:: Task data ::
━━━━━━

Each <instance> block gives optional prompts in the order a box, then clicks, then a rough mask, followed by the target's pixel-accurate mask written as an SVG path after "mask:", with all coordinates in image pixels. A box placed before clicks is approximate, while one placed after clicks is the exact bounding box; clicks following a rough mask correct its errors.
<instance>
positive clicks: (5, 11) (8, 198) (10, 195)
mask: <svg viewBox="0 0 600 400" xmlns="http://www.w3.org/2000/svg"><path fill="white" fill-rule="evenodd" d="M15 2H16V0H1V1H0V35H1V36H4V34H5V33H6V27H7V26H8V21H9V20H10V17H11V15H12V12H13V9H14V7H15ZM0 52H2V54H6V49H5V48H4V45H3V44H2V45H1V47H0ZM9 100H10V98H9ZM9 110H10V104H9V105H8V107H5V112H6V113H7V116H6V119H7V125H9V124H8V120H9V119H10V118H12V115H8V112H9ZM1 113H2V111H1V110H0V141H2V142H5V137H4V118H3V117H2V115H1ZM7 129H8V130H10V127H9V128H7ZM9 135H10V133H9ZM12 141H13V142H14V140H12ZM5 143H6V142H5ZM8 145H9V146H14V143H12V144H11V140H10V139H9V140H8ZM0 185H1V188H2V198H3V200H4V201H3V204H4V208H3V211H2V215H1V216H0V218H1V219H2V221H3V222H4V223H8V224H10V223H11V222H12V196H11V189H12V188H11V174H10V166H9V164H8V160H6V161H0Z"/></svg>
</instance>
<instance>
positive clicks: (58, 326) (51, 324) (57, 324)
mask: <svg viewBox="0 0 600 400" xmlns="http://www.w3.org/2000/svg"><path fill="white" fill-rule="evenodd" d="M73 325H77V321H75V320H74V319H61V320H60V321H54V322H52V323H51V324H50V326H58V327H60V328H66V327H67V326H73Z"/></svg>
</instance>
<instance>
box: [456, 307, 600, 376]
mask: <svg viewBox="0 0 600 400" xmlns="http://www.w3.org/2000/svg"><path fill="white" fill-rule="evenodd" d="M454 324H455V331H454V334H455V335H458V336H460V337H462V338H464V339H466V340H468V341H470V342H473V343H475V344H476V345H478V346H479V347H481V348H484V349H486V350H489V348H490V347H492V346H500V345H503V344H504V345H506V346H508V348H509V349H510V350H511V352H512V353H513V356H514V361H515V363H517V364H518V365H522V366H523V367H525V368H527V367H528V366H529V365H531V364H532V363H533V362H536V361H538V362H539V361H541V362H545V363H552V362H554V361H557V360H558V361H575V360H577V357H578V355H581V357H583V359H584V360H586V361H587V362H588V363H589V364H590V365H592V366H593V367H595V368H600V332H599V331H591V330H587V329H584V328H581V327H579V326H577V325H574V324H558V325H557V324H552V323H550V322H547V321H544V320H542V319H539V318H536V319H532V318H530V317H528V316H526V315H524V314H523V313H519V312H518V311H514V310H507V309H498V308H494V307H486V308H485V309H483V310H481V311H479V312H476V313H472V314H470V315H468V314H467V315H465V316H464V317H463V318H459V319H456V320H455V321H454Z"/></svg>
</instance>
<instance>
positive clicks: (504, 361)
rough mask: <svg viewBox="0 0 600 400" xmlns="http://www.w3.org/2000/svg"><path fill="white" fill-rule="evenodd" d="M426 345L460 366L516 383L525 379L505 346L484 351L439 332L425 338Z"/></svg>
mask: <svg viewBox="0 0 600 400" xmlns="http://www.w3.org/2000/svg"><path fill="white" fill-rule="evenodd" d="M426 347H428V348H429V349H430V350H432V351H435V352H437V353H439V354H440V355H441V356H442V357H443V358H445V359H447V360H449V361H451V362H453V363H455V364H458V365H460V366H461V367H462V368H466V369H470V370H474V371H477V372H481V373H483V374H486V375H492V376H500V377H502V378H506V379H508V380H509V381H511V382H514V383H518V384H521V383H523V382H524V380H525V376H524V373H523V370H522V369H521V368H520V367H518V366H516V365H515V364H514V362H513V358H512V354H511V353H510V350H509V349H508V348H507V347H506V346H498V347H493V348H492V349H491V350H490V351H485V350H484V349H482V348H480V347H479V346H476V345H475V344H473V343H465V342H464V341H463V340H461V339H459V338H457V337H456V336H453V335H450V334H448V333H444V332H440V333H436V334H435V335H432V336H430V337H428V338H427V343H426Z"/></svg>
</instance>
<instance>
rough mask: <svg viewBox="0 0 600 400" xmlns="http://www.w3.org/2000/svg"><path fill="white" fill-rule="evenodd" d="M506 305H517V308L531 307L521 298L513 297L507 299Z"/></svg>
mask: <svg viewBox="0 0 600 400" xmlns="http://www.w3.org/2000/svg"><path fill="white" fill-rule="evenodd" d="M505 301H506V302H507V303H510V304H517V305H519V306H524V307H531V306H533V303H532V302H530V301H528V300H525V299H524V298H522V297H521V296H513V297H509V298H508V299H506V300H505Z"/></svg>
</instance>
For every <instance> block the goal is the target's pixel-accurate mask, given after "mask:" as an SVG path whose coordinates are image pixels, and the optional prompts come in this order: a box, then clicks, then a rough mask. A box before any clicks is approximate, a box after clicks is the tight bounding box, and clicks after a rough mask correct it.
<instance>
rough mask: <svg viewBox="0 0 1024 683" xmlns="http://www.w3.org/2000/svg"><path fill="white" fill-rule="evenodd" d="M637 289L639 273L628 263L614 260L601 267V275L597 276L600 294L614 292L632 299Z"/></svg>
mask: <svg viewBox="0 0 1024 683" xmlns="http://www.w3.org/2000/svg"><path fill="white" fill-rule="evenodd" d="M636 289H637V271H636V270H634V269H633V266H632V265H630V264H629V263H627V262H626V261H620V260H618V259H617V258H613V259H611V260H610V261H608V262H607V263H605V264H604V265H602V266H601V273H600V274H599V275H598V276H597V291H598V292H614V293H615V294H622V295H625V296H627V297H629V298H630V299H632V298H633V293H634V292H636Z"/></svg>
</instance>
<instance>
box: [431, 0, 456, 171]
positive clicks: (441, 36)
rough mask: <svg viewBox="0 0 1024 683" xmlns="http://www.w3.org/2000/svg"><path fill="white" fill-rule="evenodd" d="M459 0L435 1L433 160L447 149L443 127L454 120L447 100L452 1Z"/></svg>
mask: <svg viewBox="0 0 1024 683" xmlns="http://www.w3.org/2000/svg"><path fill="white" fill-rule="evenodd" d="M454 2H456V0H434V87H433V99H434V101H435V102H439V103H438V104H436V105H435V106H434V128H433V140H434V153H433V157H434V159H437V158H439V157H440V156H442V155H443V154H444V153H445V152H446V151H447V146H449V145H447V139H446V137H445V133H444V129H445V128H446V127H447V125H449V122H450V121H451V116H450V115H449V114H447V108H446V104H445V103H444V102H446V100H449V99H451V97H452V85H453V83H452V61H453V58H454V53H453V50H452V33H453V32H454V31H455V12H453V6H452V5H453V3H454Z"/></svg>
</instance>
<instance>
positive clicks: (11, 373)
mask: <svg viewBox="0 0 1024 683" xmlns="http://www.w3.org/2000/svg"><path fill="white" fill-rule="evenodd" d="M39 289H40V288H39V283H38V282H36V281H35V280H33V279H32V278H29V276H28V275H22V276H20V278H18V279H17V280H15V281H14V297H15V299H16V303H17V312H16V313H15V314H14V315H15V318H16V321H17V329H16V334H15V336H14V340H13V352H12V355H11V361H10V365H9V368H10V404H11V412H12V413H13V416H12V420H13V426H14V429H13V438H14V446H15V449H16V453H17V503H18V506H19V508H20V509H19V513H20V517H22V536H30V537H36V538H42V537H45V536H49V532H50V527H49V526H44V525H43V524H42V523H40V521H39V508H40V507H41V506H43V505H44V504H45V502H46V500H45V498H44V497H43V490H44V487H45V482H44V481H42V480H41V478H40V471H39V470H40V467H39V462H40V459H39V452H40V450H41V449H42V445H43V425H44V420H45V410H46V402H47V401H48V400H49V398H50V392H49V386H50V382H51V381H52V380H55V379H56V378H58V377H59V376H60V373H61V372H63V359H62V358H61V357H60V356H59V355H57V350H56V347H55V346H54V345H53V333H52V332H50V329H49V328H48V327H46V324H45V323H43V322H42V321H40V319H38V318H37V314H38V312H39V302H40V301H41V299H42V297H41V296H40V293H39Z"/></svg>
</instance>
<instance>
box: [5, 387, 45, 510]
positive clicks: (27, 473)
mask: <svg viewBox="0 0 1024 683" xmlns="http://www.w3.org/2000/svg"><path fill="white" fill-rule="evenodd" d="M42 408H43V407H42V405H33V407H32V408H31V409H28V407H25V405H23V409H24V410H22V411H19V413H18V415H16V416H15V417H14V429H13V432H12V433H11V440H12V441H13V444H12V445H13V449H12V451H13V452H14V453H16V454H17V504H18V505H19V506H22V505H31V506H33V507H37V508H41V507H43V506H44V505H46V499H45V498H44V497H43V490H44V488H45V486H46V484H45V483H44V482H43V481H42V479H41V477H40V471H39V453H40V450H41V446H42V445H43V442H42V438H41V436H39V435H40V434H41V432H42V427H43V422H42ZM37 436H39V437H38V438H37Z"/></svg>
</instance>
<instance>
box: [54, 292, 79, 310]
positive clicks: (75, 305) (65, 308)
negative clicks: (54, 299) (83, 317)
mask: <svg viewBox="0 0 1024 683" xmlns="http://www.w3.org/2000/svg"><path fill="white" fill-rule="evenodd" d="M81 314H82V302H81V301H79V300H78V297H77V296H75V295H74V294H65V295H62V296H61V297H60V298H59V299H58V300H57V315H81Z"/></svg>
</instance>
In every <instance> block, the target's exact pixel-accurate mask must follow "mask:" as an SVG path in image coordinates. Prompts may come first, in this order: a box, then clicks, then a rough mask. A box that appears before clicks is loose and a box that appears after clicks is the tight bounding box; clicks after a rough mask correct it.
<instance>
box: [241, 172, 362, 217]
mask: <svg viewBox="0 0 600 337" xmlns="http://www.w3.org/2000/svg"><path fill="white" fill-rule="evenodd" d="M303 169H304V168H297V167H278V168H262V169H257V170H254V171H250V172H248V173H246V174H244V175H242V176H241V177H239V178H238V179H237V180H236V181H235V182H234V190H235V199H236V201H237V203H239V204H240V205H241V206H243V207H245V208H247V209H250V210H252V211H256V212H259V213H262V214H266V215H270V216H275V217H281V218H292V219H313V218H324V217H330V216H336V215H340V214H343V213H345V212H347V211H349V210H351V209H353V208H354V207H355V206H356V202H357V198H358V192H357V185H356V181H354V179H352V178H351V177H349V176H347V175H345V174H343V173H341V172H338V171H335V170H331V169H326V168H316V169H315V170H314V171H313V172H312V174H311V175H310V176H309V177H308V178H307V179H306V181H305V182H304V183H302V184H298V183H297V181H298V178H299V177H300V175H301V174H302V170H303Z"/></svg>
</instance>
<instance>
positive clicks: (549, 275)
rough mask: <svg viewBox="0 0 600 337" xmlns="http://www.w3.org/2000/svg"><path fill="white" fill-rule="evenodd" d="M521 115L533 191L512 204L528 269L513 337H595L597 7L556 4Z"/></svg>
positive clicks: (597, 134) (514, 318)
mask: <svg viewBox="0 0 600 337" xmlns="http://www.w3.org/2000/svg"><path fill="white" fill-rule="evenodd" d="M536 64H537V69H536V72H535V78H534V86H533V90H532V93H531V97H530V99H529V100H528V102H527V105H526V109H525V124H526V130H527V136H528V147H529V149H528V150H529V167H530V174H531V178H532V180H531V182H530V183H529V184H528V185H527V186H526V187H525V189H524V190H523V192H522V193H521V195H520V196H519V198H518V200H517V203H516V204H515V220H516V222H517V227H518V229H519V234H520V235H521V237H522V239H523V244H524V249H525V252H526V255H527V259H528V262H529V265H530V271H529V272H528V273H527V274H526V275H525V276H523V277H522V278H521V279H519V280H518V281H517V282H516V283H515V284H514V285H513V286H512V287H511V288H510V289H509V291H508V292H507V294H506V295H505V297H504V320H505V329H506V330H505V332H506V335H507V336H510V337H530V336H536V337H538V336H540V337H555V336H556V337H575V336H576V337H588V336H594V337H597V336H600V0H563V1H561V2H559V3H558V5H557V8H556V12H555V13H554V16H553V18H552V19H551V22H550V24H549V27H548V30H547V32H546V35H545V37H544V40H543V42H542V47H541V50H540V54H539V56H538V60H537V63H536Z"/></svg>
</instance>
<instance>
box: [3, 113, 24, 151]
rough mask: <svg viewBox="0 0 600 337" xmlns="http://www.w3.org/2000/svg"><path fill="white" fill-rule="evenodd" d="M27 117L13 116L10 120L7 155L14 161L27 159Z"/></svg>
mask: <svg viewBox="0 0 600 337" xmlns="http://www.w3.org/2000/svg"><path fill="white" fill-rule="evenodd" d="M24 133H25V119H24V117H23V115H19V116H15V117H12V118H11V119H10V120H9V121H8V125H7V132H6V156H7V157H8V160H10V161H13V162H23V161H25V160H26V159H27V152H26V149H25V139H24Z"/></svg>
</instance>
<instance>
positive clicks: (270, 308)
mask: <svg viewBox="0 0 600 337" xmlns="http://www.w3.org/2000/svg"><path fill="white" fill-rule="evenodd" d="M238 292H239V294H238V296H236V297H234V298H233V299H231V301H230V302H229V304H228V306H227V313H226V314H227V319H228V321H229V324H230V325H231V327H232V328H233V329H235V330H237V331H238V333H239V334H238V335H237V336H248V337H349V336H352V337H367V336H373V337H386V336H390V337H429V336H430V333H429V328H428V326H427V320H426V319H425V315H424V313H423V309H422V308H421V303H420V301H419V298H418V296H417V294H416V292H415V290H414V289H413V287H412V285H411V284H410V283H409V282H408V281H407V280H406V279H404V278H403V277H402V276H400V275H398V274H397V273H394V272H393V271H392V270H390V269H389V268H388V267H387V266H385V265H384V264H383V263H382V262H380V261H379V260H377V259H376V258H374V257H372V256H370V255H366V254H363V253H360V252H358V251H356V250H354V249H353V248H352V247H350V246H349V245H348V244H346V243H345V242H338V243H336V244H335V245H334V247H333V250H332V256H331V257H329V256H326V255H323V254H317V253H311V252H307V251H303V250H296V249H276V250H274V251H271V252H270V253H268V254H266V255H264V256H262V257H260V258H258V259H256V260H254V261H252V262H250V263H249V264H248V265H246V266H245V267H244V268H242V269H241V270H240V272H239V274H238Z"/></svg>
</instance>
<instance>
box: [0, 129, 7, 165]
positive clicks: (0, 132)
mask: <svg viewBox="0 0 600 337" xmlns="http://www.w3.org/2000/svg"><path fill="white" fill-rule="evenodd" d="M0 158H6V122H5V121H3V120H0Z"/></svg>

━━━━━━

:: Exercise brief ::
Wherever the string "correct" appears in the records, copy the whole line.

:: Solution ::
Each <instance> block gives optional prompts in the order a box, then clicks, then a rough mask, followed by the target's pixel-accurate mask written as an SVG path after "mask:", with all coordinates in image pixels. A box placed before clicks is approximate, while one placed after clicks is the exact bounding box; clicks following a rough mask correct its errors.
For every <instance> block the goal is the target's pixel-accurate mask, given after "mask:" as an SVG path whose coordinates are image pixels, and the optional prompts come in this order: a box, then clicks, then a rough mask. A box before any clicks is approximate, a box after clicks is the tight bounding box, and clicks after a rough mask correct it.
In every <instance> block, the target's exact pixel-accurate mask must follow "mask:" as an SVG path in image coordinates. Prompts may come first, in this order: a box, then clicks, then a rough mask. A box that appears before clicks is loose and a box that appears after clicks is the tight bounding box; clicks after a rough mask correct it.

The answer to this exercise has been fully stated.